**Work task:** From the line with "Target: beach" through the line with "Target: pier", inclusive, return each line of the data below exactly and leave the rest out.

=== Data supplied ===

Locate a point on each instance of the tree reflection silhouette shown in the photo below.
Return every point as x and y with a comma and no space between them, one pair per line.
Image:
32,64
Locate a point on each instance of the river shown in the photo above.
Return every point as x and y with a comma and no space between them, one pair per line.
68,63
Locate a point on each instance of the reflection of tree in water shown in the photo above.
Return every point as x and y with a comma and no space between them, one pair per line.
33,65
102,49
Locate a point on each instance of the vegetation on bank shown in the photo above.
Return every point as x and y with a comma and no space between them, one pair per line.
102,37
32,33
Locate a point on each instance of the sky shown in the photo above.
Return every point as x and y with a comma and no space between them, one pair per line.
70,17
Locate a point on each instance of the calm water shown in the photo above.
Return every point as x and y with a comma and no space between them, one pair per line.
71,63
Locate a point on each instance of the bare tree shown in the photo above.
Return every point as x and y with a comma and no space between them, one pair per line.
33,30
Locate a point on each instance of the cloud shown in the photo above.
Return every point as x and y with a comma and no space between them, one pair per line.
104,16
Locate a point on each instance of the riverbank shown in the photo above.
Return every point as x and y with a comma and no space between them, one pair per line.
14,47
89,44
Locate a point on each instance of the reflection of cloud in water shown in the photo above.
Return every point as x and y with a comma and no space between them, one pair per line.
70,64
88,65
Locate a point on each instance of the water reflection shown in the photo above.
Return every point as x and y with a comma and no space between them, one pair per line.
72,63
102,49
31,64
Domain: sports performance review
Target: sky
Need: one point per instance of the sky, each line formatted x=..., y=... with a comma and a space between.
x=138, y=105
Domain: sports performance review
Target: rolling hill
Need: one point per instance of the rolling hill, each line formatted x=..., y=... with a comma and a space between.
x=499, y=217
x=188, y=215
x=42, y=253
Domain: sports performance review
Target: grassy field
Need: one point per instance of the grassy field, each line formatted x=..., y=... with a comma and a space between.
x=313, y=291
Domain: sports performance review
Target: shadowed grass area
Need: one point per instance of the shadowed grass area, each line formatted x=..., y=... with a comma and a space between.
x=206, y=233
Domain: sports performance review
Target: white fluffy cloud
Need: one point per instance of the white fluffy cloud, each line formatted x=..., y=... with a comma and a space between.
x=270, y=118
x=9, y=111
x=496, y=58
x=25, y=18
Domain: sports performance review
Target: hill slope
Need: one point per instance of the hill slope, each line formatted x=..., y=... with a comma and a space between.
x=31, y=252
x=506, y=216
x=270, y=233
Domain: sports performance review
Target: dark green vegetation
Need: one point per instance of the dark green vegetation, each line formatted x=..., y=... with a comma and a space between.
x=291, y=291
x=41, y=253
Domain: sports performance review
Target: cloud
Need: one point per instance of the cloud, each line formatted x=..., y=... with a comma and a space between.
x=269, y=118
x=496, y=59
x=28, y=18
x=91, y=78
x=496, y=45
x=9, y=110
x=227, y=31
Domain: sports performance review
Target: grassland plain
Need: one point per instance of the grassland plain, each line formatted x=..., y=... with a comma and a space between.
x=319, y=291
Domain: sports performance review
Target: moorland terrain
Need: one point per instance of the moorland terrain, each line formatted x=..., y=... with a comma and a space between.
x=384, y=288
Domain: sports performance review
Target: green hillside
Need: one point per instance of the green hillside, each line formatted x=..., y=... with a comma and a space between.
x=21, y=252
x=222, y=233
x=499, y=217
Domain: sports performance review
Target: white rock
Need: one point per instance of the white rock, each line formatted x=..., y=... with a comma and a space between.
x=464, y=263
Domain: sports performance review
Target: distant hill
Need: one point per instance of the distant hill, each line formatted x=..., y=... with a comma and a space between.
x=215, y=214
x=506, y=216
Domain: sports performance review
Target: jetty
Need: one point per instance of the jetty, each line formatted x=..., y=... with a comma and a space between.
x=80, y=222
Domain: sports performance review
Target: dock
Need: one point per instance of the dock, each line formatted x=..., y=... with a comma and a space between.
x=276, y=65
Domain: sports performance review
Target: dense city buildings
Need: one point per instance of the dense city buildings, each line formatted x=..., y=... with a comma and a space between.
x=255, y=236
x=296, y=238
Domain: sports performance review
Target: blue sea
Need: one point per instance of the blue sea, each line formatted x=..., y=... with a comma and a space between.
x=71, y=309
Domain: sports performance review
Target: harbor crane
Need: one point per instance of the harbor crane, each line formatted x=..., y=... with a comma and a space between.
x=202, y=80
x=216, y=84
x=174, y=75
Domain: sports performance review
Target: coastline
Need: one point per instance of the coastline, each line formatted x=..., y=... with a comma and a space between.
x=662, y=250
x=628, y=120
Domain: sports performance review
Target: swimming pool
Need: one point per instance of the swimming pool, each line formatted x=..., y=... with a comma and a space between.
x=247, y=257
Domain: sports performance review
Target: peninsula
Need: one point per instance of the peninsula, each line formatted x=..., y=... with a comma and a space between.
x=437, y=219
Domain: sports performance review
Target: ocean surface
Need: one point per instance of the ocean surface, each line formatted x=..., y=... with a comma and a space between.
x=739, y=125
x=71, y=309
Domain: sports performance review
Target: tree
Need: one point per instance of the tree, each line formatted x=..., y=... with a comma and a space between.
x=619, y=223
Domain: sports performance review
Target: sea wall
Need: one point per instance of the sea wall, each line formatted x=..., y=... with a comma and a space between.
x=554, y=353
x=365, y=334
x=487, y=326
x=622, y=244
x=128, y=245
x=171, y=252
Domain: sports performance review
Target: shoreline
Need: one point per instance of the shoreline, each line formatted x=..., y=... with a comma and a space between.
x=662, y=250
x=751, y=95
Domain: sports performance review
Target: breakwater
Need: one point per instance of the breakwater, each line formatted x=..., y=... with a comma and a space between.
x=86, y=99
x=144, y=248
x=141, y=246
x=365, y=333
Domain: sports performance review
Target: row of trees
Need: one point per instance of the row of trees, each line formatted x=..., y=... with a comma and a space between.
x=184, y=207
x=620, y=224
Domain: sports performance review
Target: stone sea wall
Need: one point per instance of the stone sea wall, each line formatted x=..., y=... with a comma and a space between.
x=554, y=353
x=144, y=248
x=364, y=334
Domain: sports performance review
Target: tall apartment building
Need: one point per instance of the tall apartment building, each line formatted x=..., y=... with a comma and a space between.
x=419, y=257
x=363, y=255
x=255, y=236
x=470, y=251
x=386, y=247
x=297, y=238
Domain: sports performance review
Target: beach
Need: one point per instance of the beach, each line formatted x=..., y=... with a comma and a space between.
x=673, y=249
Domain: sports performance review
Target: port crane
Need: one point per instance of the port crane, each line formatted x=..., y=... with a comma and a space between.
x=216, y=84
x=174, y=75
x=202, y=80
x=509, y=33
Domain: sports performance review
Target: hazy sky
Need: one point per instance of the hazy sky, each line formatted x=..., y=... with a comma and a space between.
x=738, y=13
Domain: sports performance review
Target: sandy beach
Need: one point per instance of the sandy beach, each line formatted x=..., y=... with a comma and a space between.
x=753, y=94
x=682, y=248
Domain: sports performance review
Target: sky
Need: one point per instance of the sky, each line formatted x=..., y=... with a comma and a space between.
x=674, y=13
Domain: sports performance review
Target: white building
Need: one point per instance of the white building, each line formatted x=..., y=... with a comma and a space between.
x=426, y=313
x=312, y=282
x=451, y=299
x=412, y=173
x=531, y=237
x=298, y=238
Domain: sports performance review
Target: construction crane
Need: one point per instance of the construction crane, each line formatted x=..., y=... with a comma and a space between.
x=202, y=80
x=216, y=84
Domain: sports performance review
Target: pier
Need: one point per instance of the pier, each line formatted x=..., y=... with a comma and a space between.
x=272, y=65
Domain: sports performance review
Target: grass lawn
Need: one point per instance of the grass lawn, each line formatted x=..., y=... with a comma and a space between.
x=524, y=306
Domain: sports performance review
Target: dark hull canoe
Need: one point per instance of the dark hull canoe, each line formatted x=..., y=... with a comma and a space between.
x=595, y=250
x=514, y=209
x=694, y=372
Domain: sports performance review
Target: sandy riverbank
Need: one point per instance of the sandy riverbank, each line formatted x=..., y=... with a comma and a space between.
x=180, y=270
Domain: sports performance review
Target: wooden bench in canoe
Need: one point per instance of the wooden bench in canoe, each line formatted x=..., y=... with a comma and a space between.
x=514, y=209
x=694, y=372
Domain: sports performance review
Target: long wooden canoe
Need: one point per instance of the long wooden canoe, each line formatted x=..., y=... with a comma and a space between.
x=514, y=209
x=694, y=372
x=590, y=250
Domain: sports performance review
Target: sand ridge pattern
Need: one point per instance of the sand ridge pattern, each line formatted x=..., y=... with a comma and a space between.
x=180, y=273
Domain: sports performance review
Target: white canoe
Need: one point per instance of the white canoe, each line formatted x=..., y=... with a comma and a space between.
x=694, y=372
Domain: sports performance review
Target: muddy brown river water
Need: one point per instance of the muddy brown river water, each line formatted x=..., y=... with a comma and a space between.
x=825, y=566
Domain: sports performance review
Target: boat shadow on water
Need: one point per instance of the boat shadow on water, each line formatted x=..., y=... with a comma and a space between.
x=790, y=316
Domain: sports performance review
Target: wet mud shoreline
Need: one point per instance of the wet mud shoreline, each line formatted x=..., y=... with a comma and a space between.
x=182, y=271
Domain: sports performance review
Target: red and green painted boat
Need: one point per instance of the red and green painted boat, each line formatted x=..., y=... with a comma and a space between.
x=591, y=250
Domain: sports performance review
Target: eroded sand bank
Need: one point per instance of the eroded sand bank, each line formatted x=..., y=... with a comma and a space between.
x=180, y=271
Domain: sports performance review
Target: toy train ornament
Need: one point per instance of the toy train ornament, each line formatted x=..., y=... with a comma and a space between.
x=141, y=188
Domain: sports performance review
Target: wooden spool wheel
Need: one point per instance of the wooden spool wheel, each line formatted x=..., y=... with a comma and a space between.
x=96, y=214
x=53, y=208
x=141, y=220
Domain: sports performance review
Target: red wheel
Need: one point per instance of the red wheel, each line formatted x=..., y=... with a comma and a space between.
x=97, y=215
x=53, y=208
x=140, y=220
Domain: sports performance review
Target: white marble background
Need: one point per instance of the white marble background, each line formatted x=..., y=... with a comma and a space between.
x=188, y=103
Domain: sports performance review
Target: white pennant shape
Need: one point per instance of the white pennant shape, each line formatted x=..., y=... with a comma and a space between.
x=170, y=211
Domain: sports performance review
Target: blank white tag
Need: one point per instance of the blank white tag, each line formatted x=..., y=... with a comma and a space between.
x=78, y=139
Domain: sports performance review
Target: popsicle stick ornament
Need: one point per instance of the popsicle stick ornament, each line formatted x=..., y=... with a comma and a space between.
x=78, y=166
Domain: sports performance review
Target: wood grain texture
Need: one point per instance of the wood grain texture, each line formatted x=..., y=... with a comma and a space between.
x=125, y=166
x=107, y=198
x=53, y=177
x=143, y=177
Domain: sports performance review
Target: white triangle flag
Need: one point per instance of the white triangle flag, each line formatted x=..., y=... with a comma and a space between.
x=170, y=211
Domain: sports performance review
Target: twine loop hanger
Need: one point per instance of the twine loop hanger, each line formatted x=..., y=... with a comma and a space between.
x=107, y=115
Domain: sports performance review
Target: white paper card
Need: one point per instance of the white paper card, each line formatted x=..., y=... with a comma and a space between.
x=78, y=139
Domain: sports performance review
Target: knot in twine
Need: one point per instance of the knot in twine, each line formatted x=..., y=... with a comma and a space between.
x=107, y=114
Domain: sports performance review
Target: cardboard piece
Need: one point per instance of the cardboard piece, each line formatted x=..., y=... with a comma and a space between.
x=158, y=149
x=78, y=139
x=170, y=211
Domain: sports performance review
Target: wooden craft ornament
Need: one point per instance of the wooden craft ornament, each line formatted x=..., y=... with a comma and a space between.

===

**Task response:**
Target: beach
Need: one point per instance of the beach, each line formatted x=..., y=... with a comma and a space between.
x=673, y=249
Domain: sports performance review
Target: port crane
Need: one point per instance of the port crane, each line formatted x=..., y=... with a comma and a space between.
x=216, y=84
x=174, y=75
x=202, y=80
x=509, y=33
Domain: sports performance review
Target: hazy sky
Need: one point per instance of the hazy sky, each line formatted x=..., y=... with a comma and a space between.
x=738, y=13
Domain: sports performance review
Target: sandy beach
Need: one point per instance of the sandy beach, each line formatted x=..., y=... with a comma and a space between.
x=753, y=94
x=682, y=248
Domain: sports performance review
Target: sky
Need: one point per instance of the sky, each line formatted x=..., y=... with a comma and a space between.
x=674, y=13
Domain: sports performance review
Target: white building
Need: one point per instance of the white building, each line formatted x=..., y=... with a comma and a space between.
x=426, y=313
x=312, y=282
x=451, y=299
x=412, y=173
x=531, y=237
x=298, y=238
Domain: sports performance review
Target: construction crane
Need: one point per instance of the construction crane, each line formatted x=..., y=... with a comma and a space between.
x=202, y=80
x=216, y=84
Domain: sports performance review
Target: pier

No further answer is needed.